Rainforests are defined by the amount and frequency of rain. To be a rainforest there must be at least 1750-2000 mm of rain a year and the rain must not be distributed extremely unevenly throughout the year. For example, certain tropical savannas receive rain only a few months a year in monsoon-like downpours. Such a large dry season however, severely inhibits plant growth and it is the plants that really make the rainforest. The rain just helps determine the plants that grow here.
Rainforest climates can vary, depending where you are. However, there are certain trends that are consistent within the rainforest. First, there tends to be consistent, abundant rainfall throughout the year. Secondly, there is high humidity. These factors combine with the fact that average temperate is high to create a high evapo-transporation potential for plants.
The term rainforest is imprecise. Most scientists define forests depending on finer gradients of rainfall. The Holdridge Lifezone “triangle” shows different biomes categorized on rain, temperature and evapo-transporation potential. In the wet, hot corner of the triangle we see that the ecotype “rainforest” includes three other life zones, tropical moist forests, tropical wet forests, and tropical rainforests. We’ve included all three life zones in our description of rainforest. We’ve excluded temperate rainforests because while it receives a great deal of rain it functions very differently than tropical rainforests.
Where are rainforests found? Rainforests are found between the tropic of caner and tropic of Capricorn. Most rainforests are found near the equator in areas where the rainfall is consistent and abundant (see above). According to our previous definition it has been estimated that rainforests should cover about 12% of the globe. However, as of 2007, they only cover around 5%. This anomaly is a result of deforestation, conversion of rainforests to agriculture and other human related activities. Relatively little of the deforested land has been converted into land that humans have used for habitation (See “Conservation efforts”).
Why we created these pages
If you’ve never been to the rainforest, stop for a second and try to picture it in your head. Do you imagine rich, lush tropical forests teaming with birds, monkeys and frogs? Does your imagination take you into a paradise where waterfalls cascade over cliffs and lianas dangle from the tallest canopy trees? Or maybe your fears of deadly snakes and swarms of insects dominate your inner thoughts. In reality both of these visions would be only a piece of the reality.
It is true that the rainforests harbor a great deal of diversity. There are more species of insects, birds, bats, frogs … etc than are found in temperate habitats. But, the reality is that they live in a very complex habitat and they’re often harder to find that you’d think.
As biologists we can remember our first times in the rainforest. Each of us grew up in either temperate North America or Europe. We had only seen the rainforest on television and envisioned the rainforest to be something similar to a large zoo exhibit. Yet, when we arrived the animals didn’t just present themselves to us. It was only when we spent a lot of time in the forest and started to study it that we realized just how amazing, diverse and wonderful the rainforest truly is.

(Natural language region descriptions)
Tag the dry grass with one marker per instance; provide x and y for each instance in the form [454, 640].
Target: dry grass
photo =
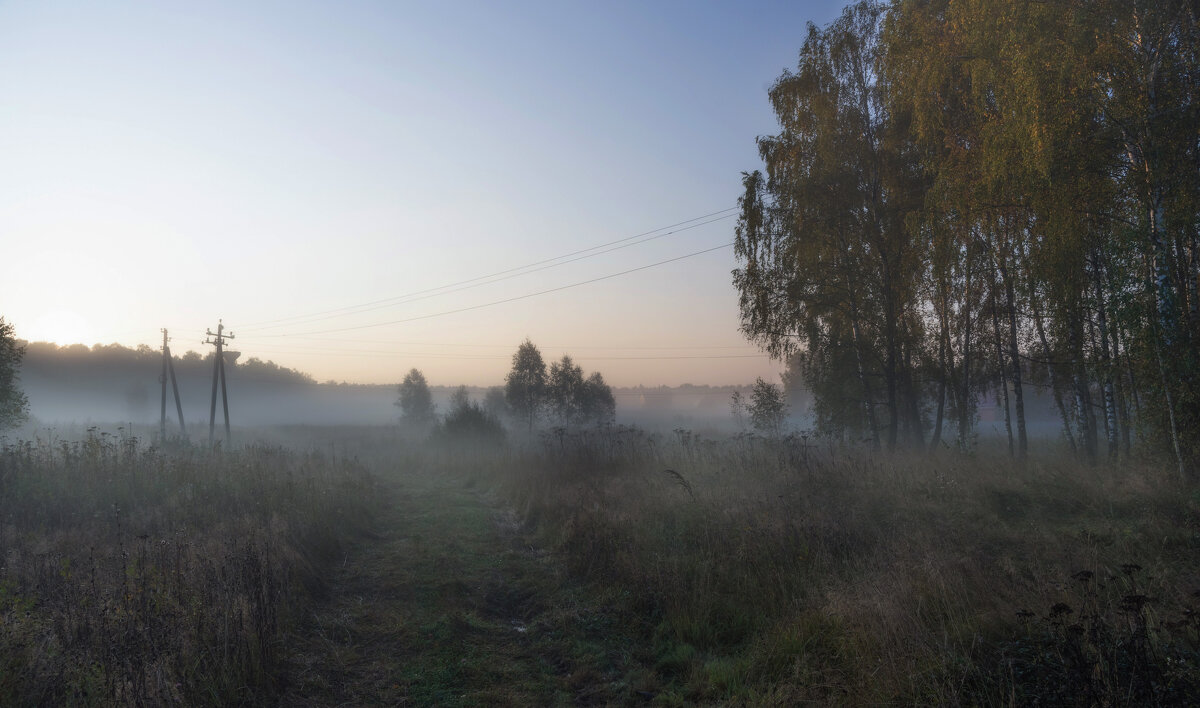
[141, 576]
[783, 571]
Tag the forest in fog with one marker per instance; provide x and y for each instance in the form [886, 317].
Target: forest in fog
[971, 251]
[966, 198]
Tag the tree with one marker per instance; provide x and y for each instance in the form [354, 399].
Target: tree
[415, 401]
[563, 390]
[496, 405]
[828, 264]
[575, 400]
[597, 402]
[13, 403]
[767, 408]
[468, 425]
[525, 387]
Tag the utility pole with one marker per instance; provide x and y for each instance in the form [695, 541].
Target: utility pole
[169, 367]
[219, 339]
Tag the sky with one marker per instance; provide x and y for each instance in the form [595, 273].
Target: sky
[359, 189]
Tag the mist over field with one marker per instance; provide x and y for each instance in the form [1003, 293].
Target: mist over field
[600, 354]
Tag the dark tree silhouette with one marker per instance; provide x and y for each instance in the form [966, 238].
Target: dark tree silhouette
[13, 405]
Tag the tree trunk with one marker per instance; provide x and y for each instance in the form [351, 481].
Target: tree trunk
[1050, 369]
[1081, 387]
[1023, 443]
[1000, 367]
[1102, 321]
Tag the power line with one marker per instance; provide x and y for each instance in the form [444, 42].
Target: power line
[509, 345]
[527, 295]
[529, 268]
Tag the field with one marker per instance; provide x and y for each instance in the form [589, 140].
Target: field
[605, 567]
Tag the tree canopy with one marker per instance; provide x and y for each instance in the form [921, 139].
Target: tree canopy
[13, 405]
[970, 198]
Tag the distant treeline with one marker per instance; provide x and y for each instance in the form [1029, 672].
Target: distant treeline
[970, 197]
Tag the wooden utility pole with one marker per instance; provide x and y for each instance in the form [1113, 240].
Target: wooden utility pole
[169, 367]
[219, 339]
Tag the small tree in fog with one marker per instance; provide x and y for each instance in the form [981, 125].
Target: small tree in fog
[468, 424]
[597, 402]
[563, 390]
[575, 400]
[767, 408]
[415, 402]
[525, 388]
[13, 403]
[496, 405]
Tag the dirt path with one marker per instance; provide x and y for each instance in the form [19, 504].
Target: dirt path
[449, 606]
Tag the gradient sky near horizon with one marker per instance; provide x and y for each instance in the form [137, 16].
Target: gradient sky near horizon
[317, 174]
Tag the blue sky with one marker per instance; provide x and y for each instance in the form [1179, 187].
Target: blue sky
[167, 165]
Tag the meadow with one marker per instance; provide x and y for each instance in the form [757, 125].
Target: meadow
[784, 571]
[610, 565]
[141, 575]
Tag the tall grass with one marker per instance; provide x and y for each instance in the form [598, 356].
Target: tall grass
[779, 571]
[133, 575]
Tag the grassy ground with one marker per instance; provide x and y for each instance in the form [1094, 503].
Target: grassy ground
[450, 606]
[607, 568]
[138, 576]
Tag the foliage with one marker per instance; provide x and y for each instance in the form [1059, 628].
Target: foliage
[965, 199]
[575, 400]
[768, 408]
[415, 402]
[13, 405]
[525, 387]
[136, 576]
[468, 423]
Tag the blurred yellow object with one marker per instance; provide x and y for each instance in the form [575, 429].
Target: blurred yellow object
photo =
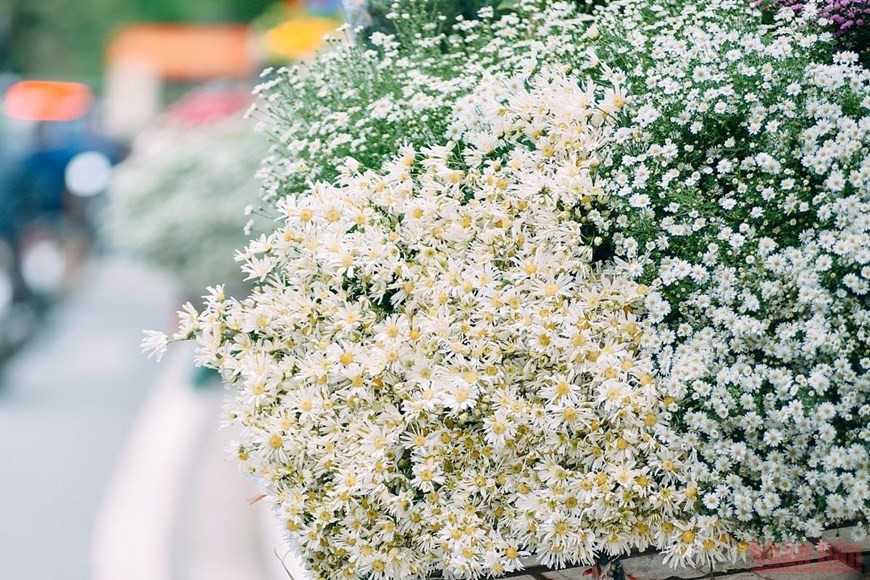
[297, 38]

**Tasks to carry out**
[A] Answer these from the rainforest text:
(i) What minimum yearly rainfall does a forest need to count as a rainforest?
(ii) As of 2007, about what share of the globe did rainforests cover?
(iii) Which kind of rainforest is left out of the description?
[B] Copy the rainforest text from "Rainforests are defined" to "potential for plants.".

**Responses by item number**
[A]
(i) At least 1750-2000 mm of rain a year.
(ii) Around 5%.
(iii) Temperate rainforests.

[B]
Rainforests are defined by the amount and frequency of rain. To be a rainforest there must be at least 1750-2000 mm of rain a year and the rain must not be distributed extremely unevenly throughout the year. For example, certain tropical savannas receive rain only a few months a year in monsoon-like downpours. Such a large dry season however, severely inhibits plant growth and it is the plants that really make the rainforest. The rain just helps determine the plants that grow here.
Rainforest climates can vary, depending where you are. However, there are certain trends that are consistent within the rainforest. First, there tends to be consistent, abundant rainfall throughout the year. Secondly, there is high humidity. These factors combine with the fact that average temperate is high to create a high evapo-transporation potential for plants.